PROVIDED DATA below:

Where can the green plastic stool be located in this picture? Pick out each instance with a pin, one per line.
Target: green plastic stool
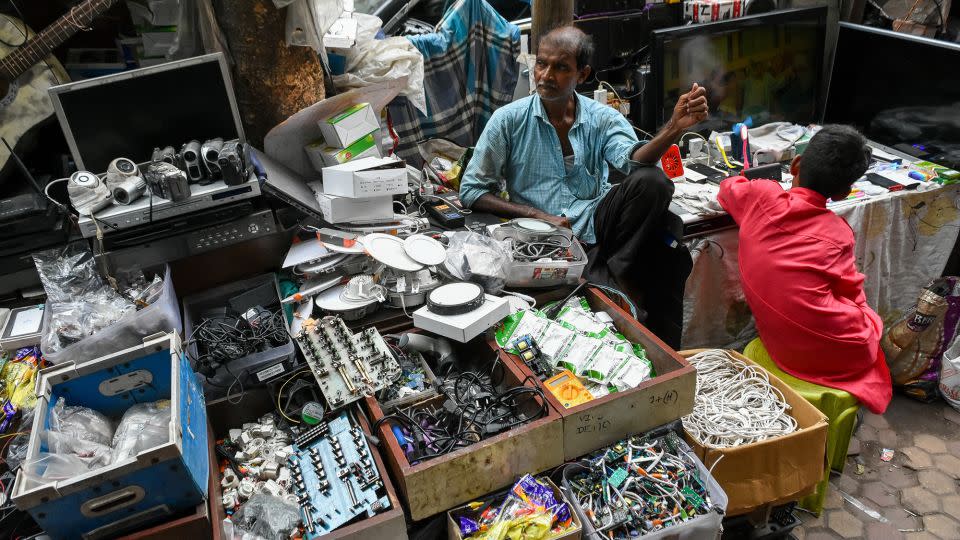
(838, 406)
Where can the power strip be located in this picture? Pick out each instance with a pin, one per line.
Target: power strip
(347, 366)
(334, 476)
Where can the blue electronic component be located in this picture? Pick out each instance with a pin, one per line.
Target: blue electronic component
(335, 477)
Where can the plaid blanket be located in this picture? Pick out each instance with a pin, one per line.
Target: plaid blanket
(470, 70)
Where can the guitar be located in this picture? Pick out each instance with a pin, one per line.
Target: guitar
(27, 70)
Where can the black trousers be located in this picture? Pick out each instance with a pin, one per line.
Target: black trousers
(633, 251)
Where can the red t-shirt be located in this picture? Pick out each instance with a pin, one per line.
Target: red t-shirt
(800, 279)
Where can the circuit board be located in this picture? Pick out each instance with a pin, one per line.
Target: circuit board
(334, 476)
(347, 366)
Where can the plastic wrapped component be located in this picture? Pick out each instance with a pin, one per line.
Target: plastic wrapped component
(66, 336)
(143, 426)
(480, 259)
(263, 516)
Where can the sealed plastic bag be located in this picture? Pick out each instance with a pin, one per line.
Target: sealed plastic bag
(263, 516)
(143, 426)
(480, 259)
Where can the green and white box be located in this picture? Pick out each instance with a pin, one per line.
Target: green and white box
(347, 126)
(322, 155)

End of PROVIDED DATA.

**TRY IT**
Give every entry above again, exactly, and keep all pictures out of it.

**WORKED SOLUTION**
Where can the green plastic stool be located in this picture? Pick out each instance with a pin, one per line.
Target: green plastic stool
(838, 406)
Where can the power strip be located in this picture? Pick out each instance with a pin, one per line.
Target: power strip
(347, 366)
(334, 476)
Where can the blue electronic component be located in this picture? Pick out each instance with a pin, one per line.
Target: blue electronic component
(335, 477)
Where can the plaid blanket be located in this picture? Pick out each instance with a pin, one per line.
Target: plaid blanket
(470, 70)
Where can the guitar be located in this picture? Pick out each instance with a pin, one per line.
Target: guitar
(27, 70)
Where can the black trousers be located in this picture? Pick out each instance with a pin, one per line.
Target: black trousers
(633, 251)
Where can the red t-shirt be located in this picture? Pick out each instance with a pin, one per line.
Target: red t-shirt
(800, 279)
Where can the circuit board be located in this picture? Pick out each instance with a pin, one per line.
Target: circuit board
(334, 476)
(347, 366)
Where can the plastic wrapped component be located in this picture? Pick out each instance with a pin, one per line.
Target: plastic wrapped component
(66, 336)
(143, 426)
(480, 259)
(263, 516)
Where can the sealed plastic bag be located in this picture? Pick out each instance with a pin, one per line.
Target: sealed plastic bag
(263, 516)
(143, 426)
(480, 259)
Where can the green and white box be located in this picture? Pick out each instance with a pin, one per line.
Target: green and white box
(347, 126)
(322, 155)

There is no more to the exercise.